[Images for object localization]
* * *

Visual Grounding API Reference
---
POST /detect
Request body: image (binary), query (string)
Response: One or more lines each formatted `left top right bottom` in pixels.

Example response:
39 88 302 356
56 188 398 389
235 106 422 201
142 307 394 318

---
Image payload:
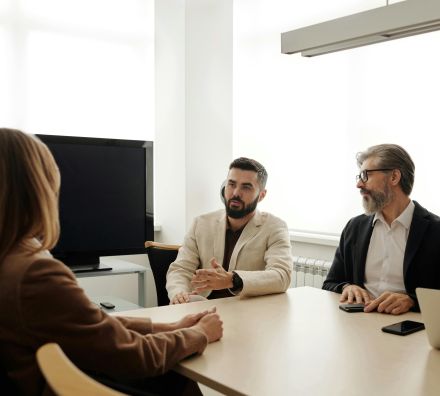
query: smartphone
381 320 425 336
339 303 365 312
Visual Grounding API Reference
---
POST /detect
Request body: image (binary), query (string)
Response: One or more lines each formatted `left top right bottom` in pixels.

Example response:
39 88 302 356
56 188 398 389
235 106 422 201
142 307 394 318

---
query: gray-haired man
323 144 440 314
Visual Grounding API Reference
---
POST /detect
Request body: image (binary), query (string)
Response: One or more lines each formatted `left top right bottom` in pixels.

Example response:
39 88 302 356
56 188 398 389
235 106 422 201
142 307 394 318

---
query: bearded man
323 144 440 314
166 157 293 304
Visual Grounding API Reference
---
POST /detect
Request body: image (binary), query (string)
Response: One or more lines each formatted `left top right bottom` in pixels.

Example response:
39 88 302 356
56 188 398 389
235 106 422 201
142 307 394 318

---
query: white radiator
290 256 332 289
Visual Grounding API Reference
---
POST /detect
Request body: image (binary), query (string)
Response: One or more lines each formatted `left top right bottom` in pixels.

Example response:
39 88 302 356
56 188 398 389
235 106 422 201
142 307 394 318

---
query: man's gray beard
362 185 393 215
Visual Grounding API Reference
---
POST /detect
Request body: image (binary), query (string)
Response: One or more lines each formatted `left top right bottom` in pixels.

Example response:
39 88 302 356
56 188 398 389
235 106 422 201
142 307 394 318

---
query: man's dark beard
225 195 259 219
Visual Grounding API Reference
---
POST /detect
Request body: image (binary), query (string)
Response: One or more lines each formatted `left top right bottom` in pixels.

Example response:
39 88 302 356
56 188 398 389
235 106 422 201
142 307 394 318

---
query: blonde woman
0 128 223 396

* * *

Exercise prompt | Your answer must be an exact repeat of the records above, with the pictures left out.

Final answer |
Visual Grounding API Reference
---
POST /detect
Request body: image (binary), query (string)
Response: One or more lines each formatted `left top right bottom` in pixels.

Example response:
39 88 302 356
56 188 398 389
235 106 422 201
142 307 394 318

---
Image payload:
query: smartphone
381 320 425 336
339 303 365 312
Visual Grounding API Reference
---
POST /detect
Request body: image (binary), query (string)
Response: One or more lines each formatted `left top right bottom` in pixels.

Example response:
39 88 302 356
56 188 398 389
235 106 422 201
142 307 394 318

---
query: gray-haired man
323 144 440 314
Visual Grounding API Reference
---
POST /detect
Request body: image (binary), query (string)
Response: One or more lines each formatted `left top right bottom` in pixels.

Example response:
39 88 302 356
56 188 398 389
235 106 422 201
142 307 394 318

---
query: bearded man
323 144 440 314
166 157 293 304
Visual Grounding API Reference
---
POST /detect
Request body: image (binary), query (string)
Response: One or more lines each formatted `left top right bottom` in pixels.

Example response:
39 88 302 356
56 188 398 389
235 106 422 201
142 307 394 318

---
query: white radiator
290 256 332 289
Visual Grounding API Reference
---
POST /detect
Request body: image (binary), query (string)
Response: One or more lines each formatted `left top right bottom` in pixels.

Example response:
39 88 302 356
56 188 398 389
235 106 422 201
142 307 394 318

---
query: man's gray beard
362 185 393 215
Visual Grounding API Reference
---
POST /detect
Request body: image (binary), query (string)
Response: One or more lines each formatted `left top right bottom` in pixels.

Example response:
39 88 302 356
56 188 398 389
235 106 422 201
142 307 394 318

---
query: man's dark beard
225 195 259 219
Visual Grounding API Reference
---
POST /detect
Request body: image (binary), query (string)
Response: One or more lines each formatted `left top right bottom` in pixels.

Example response:
39 88 302 356
56 188 398 389
235 106 422 201
142 307 394 318

---
query: blonde woman
0 128 223 396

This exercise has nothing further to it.